■ Set exercise 1
Output every one of the stored data entries below word for word, leaving the pictures out.

■ Excerpted text
# Jesse Jones



## blueaddiction (Aug 11, 2006)

Hey all of yall 2 coolers out there i was wondering how the conditions are up in Jesse Jones park... any keepers after the rain??? just let me know Thanx


----------



## rotti (May 12, 2006)

My buddy went this morning as said it was a "raging river" and he didnt bother fishing. That is "second hand" info, but that is what he told me. Supposedly too much rain....


----------



## SaltH2oAssassin (Jan 25, 2006)

I went Wednesday morning and the creek is actually a raging river. Where there was a sandy beach is all under water now.even the "old logging trail" was under water. Not sure how it is today or when it will be fishable again.


----------



## basball123 (Mar 16, 2007)

I went out there this morning to check it out and like everyone has said it was raging and really high. I stayed for about an hour and knew it wasn't gonna be good so I packed it all up and let.


----------



## basball123 (Mar 16, 2007)

Just thought I'd add a pic from today's trip. The sandbar is totally under water.


----------



## blueaddiction (Aug 11, 2006)

Thanks for the help yall


----------



## metoo (Mar 27, 2006)

I've been looking on Google Earth trying to figure out the layout of Jesse Jones. I've never been there and can't see much on GE. I just recently foubnd out that it is a gated park, so you can't just go whenever you want. I still have some questions. 

1) How do you get there? 1960 to Kenswick?
2) How much is entry/parking?
3) How far is the nearest fishing spot from where you park?


----------



## 01 Aggie (Mar 13, 2006)

yes

zero

1/2 mile


----------



## tngbmt (May 30, 2004)

i'm not surprised at the water level at JJ.
we went below the dam at sheldon and saw water overflowing the wall. they must have the gates open wide cuz we can see & hear the thundering splash beyond the bend. water level was also high on the river .. only a few cats caught with cut shad.


----------



## metoo (Mar 27, 2006)

I was bored and up early so I decided to take a trip up there to see for myself. Yep, the creek is still a fast flowing chocolate milk river.


----------



## sharphooks (May 4, 2005)

how do you get to the dam at sheldon?


----------



## SaltH2oAssassin (Jan 25, 2006)

*Say it isnt so? It's not over yet is it?*

Anybody think the "white bass" run is over at Jesse Jones? If not, when do they think this water will subside and clear up. Sure want to give it one more try before I return to the SaltH2o.


----------



## waterspout (May 21, 2004)

■ Set exercise 2
In the forum thread about Jesse Jones park, what did metoo recently find out about the park?

Stored data entries

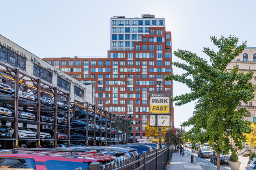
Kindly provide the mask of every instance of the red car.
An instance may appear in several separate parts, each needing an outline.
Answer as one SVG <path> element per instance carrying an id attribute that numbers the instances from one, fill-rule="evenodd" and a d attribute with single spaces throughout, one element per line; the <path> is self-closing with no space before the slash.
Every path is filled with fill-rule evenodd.
<path id="1" fill-rule="evenodd" d="M 92 162 L 105 164 L 116 158 L 113 155 L 84 151 L 15 148 L 0 153 L 0 167 L 6 169 L 86 170 Z"/>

■ Exercise response 1
Kindly provide the mask of every instance of the red car.
An instance may appear in several separate parts, each needing an outline.
Answer as one SVG <path> element per instance carrying an id attribute that numbers the instances from one, fill-rule="evenodd" and a d attribute with single spaces throughout, one element per line; the <path> is self-closing with no space before the slash.
Every path is filled with fill-rule evenodd.
<path id="1" fill-rule="evenodd" d="M 92 162 L 105 164 L 116 158 L 113 155 L 84 151 L 15 148 L 0 153 L 0 167 L 6 169 L 86 170 Z"/>

■ Exercise response 2
That it is a gated park, so visitors cannot go whenever they want.